WHAT TO PRODUCE = The required output is the exact run of lines below that opens at the line with "<point>213,310</point>" and closes at the line with "<point>31,11</point>".

:: RECORDED DATA ::

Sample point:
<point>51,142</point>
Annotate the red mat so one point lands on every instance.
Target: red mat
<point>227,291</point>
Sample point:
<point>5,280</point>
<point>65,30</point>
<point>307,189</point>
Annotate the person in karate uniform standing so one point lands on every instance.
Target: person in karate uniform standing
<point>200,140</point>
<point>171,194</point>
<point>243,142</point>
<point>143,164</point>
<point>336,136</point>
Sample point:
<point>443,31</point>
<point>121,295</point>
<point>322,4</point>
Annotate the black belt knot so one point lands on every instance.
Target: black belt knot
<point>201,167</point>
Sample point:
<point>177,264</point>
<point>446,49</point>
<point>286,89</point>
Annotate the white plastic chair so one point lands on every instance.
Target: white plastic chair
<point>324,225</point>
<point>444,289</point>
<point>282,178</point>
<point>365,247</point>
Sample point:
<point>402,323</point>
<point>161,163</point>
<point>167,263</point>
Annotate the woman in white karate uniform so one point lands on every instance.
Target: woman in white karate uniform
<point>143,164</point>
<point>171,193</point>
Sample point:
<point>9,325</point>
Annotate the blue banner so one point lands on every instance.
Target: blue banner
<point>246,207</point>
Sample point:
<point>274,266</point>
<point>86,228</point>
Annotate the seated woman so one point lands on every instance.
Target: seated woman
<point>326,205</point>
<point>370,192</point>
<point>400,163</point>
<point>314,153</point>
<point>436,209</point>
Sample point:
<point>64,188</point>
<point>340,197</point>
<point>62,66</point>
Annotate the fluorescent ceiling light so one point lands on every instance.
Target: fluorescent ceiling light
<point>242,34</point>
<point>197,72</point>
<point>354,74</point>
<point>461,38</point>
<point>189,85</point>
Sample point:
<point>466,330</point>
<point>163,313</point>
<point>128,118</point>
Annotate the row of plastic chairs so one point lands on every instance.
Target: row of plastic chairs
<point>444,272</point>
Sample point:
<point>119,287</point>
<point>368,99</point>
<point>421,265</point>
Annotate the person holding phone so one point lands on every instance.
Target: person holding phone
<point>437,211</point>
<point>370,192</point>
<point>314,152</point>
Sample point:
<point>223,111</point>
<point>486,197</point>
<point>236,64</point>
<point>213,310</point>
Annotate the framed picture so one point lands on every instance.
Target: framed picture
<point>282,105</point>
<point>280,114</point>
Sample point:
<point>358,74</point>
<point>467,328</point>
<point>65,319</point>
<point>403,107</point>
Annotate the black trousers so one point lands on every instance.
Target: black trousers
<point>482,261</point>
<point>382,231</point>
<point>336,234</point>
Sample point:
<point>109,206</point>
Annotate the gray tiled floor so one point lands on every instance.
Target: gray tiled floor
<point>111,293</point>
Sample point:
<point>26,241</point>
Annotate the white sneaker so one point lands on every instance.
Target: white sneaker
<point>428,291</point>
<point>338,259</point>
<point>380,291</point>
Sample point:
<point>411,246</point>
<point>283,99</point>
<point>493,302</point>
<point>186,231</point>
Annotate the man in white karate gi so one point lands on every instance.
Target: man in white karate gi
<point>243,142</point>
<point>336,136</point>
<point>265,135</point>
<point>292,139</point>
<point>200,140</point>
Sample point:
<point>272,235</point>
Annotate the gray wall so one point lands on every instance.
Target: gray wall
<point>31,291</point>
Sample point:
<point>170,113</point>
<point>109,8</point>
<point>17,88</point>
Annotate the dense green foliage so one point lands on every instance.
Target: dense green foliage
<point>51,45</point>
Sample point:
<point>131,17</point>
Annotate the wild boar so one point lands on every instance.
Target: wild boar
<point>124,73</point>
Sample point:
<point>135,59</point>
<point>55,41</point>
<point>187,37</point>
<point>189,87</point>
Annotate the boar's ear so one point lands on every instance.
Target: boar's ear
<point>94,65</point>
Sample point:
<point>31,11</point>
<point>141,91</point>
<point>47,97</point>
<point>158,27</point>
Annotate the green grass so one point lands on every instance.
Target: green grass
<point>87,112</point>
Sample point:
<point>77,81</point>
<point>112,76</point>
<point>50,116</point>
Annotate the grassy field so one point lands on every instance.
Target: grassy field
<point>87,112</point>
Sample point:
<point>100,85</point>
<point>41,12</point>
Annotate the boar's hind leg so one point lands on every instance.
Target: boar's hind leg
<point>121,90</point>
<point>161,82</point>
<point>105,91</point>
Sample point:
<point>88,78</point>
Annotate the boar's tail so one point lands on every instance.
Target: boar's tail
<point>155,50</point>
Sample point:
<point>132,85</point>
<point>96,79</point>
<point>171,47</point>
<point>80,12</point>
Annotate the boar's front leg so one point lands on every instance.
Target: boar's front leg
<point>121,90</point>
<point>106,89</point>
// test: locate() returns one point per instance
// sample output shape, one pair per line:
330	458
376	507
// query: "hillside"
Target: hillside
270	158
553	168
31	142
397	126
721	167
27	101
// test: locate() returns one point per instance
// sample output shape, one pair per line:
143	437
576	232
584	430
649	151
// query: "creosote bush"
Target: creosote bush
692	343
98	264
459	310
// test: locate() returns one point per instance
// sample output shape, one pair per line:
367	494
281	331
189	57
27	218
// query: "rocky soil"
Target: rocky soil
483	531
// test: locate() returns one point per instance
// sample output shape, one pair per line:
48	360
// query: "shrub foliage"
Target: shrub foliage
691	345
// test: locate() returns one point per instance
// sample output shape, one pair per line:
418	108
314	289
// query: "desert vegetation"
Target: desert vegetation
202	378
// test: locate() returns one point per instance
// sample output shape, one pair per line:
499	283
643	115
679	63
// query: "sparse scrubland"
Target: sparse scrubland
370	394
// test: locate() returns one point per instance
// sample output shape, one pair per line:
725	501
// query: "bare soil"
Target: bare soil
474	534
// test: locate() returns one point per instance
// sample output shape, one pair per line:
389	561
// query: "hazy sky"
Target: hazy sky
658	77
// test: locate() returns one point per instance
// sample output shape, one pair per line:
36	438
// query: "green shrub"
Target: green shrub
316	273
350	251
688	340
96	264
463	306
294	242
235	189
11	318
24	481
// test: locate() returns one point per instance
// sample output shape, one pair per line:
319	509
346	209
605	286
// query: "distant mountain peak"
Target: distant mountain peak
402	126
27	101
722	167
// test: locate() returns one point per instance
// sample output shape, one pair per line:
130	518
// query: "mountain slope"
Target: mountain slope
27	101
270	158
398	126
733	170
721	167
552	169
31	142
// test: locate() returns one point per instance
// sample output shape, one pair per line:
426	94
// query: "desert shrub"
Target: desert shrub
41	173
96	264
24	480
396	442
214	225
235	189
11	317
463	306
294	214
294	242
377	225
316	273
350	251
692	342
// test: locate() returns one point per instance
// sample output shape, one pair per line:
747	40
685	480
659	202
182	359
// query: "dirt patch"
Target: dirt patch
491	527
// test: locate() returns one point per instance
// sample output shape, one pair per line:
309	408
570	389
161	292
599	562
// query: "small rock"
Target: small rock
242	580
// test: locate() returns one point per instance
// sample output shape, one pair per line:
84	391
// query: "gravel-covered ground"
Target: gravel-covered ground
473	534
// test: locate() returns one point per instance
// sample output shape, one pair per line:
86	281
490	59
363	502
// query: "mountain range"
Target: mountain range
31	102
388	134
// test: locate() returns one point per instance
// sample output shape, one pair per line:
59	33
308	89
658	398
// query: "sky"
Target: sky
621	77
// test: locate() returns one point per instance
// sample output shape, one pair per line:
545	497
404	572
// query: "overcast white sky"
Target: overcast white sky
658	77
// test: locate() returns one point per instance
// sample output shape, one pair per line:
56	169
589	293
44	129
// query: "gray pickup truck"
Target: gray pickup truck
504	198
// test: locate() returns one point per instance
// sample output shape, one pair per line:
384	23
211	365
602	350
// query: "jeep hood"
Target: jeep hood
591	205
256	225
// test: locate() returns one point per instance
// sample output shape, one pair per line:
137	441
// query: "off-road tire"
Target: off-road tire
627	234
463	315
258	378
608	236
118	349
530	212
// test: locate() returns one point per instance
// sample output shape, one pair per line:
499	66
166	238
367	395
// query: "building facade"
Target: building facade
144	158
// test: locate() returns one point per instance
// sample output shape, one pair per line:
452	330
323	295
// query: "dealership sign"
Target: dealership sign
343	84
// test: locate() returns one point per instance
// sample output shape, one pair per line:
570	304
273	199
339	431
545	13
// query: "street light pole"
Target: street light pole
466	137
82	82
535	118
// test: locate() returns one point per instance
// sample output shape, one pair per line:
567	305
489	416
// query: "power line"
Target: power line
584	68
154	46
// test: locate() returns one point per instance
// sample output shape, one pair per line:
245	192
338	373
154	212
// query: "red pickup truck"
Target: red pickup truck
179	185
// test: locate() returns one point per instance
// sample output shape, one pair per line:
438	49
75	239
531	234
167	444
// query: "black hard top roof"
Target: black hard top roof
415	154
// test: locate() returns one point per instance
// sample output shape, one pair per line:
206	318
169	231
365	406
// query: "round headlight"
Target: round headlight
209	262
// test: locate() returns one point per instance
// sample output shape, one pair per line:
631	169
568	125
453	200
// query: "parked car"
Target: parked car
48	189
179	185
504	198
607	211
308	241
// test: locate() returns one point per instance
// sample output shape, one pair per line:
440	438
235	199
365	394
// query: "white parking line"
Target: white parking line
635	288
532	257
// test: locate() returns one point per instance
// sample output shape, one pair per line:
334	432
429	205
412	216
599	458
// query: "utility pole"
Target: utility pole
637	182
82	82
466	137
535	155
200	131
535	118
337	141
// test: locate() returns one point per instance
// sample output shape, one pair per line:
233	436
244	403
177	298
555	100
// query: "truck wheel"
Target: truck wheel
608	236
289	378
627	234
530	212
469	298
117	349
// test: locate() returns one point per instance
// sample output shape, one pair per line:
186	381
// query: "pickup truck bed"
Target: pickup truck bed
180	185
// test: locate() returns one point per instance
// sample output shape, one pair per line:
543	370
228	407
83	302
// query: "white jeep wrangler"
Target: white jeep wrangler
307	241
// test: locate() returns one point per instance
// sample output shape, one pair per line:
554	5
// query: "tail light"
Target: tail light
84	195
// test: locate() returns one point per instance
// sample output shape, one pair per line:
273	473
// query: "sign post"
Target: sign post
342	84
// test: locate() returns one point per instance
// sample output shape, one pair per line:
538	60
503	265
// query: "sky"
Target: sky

:::

TASK ANSWER =
<point>213,310</point>
Annotate the framed picture so one point lands on every instance.
Target: framed picture
<point>282,105</point>
<point>280,114</point>
Sample point:
<point>358,74</point>
<point>467,328</point>
<point>65,319</point>
<point>403,107</point>
Annotate the black trousers so one point lands on every instance.
Target: black trousers
<point>482,261</point>
<point>382,231</point>
<point>336,234</point>
Sample point:
<point>109,206</point>
Annotate the gray tiled floor so one point lands on every instance.
Target: gray tiled floor
<point>111,293</point>
Sample point:
<point>26,241</point>
Annotate the white sneaker so one point lands on every instance.
Target: white sneaker
<point>428,291</point>
<point>338,259</point>
<point>380,291</point>
Sample point:
<point>411,246</point>
<point>283,99</point>
<point>493,302</point>
<point>186,231</point>
Annotate the man in white karate gi so one point lands on every instance.
Target: man in white karate gi
<point>243,142</point>
<point>336,136</point>
<point>265,135</point>
<point>292,139</point>
<point>200,140</point>
Sample point:
<point>272,235</point>
Annotate the gray wall so one point lands on every instance.
Target: gray wall
<point>31,291</point>
Sample point:
<point>170,113</point>
<point>109,8</point>
<point>17,88</point>
Annotate the dense green foliage so one point lands on every instance.
Target: dense green foliage
<point>51,45</point>
Sample point:
<point>131,17</point>
Annotate the wild boar so one point lands on every instance.
Target: wild boar
<point>124,73</point>
Sample point:
<point>135,59</point>
<point>55,41</point>
<point>187,37</point>
<point>189,87</point>
Annotate the boar's ear so one point lands on every instance.
Target: boar's ear
<point>94,65</point>
Sample point:
<point>31,11</point>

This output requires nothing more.